▶ _REQUIRED ACTION_: Could you print out every entry, character for character?

+++ STUDY MATERIAL +++

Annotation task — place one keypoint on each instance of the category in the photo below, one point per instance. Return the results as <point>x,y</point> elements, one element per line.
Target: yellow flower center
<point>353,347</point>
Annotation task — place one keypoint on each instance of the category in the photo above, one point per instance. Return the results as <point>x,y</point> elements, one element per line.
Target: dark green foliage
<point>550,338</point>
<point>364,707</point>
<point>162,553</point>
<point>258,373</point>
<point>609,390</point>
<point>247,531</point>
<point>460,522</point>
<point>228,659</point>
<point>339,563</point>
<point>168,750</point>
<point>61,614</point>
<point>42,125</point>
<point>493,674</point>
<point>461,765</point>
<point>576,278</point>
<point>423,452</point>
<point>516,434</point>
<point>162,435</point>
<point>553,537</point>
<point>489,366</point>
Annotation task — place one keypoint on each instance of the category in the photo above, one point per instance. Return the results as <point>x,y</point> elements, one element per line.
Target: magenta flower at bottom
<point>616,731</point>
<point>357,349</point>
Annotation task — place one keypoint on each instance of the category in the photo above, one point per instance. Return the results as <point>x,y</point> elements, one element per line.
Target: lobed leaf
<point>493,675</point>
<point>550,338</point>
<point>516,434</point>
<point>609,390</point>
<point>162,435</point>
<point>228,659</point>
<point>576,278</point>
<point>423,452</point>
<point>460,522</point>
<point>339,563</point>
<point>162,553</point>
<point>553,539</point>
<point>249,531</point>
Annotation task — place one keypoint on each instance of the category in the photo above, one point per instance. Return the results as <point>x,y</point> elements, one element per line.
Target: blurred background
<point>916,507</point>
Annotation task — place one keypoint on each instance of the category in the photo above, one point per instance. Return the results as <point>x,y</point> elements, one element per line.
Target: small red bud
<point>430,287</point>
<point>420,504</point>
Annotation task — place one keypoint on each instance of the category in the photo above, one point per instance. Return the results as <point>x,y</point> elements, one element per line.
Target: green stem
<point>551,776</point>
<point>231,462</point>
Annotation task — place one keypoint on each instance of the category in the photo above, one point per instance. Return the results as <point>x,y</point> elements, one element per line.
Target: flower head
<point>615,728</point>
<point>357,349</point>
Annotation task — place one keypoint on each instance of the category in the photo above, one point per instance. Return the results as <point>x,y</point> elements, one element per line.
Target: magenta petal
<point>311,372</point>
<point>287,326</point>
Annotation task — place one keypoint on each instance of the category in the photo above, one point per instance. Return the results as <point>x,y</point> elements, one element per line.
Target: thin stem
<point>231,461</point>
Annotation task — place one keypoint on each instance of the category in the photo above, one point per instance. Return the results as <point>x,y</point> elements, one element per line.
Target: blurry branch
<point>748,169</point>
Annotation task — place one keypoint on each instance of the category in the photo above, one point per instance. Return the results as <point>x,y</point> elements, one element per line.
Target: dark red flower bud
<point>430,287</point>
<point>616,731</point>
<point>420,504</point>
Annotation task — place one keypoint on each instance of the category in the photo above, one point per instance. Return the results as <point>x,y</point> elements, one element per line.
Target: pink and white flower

+++

▶ _TASK SOLUTION_:
Annotation task — place one keypoint on each instance of the category in the photo below, one point per instance. Return the results as <point>x,y</point> elements, one element per line.
Target: yellow flower center
<point>353,347</point>
Annotation task — place one keypoint on each instance of the category in the photo above, one point per instance. Return the results as <point>x,y</point> elements, one element per line.
Target: dark green foliage
<point>550,338</point>
<point>364,707</point>
<point>162,553</point>
<point>258,373</point>
<point>609,390</point>
<point>247,531</point>
<point>460,522</point>
<point>228,659</point>
<point>339,563</point>
<point>168,750</point>
<point>61,614</point>
<point>42,125</point>
<point>493,674</point>
<point>461,765</point>
<point>576,278</point>
<point>423,452</point>
<point>516,434</point>
<point>162,435</point>
<point>553,537</point>
<point>489,366</point>
Annotation task — place one keypoint on each instance of the category in the photo above, one point per instance. Return the results as <point>x,y</point> elements, one element per line.
Target: magenta flower at bottom
<point>616,731</point>
<point>357,349</point>
Annotation task — place one keypoint on each instance of the category in the photo above, one point per instance. Return the results as <point>x,y</point> elements, one element per line.
Target: lobed leaf
<point>493,675</point>
<point>550,338</point>
<point>516,434</point>
<point>609,390</point>
<point>162,435</point>
<point>228,659</point>
<point>576,278</point>
<point>423,452</point>
<point>460,522</point>
<point>339,563</point>
<point>162,553</point>
<point>553,539</point>
<point>249,531</point>
Annotation task — place one keypoint on each instance of the category in the photo above, one point per instance. Return the results as <point>x,y</point> elements, one element per line.
Target: blurred background
<point>916,507</point>
Annotation task — place one keypoint on each instance of the category in the photo above, one point per instance. Return the results as <point>x,y</point> elements, one element per line.
Target: small red bud
<point>430,287</point>
<point>420,504</point>
Annotation task — place one keypoint on each instance of the category in the photo above, one point per instance. Return the results as <point>x,y</point> elements, one element per line.
Target: green stem
<point>551,776</point>
<point>231,462</point>
Annotation task — place one keypoint on each instance of the category in the photo above, one point per instance. Return the results as <point>x,y</point> elements, one element per line.
Target: flower head
<point>615,728</point>
<point>357,349</point>
Annotation task — place one keypoint on each instance of the category in the photo above, one point per instance. Return the results as <point>x,y</point> elements, one element per line.
Target: magenta petal
<point>311,372</point>
<point>287,326</point>
Annotation task — place one keypoint on each instance of the category in the photo above, one point per instance. Return the results as <point>x,y</point> elements, one element per line.
Target: thin stem
<point>231,461</point>
Annotation task — place one keypoint on each instance of the category in the photo above, one point per instance. Return the results as <point>x,y</point> elements, one element per line.
Target: blurry branch
<point>748,169</point>
Annotation task — place one keypoint on each instance of the category in the photo above, one point per instance. Return the results as <point>x,y</point> elements, one element per line.
Target: dark red flower bud
<point>430,287</point>
<point>616,731</point>
<point>420,504</point>
Annotation task — place one keypoint on each instance of the category in the photo above, one point per instance. Return the results as <point>x,y</point> elements, one element per line.
Target: pink and white flower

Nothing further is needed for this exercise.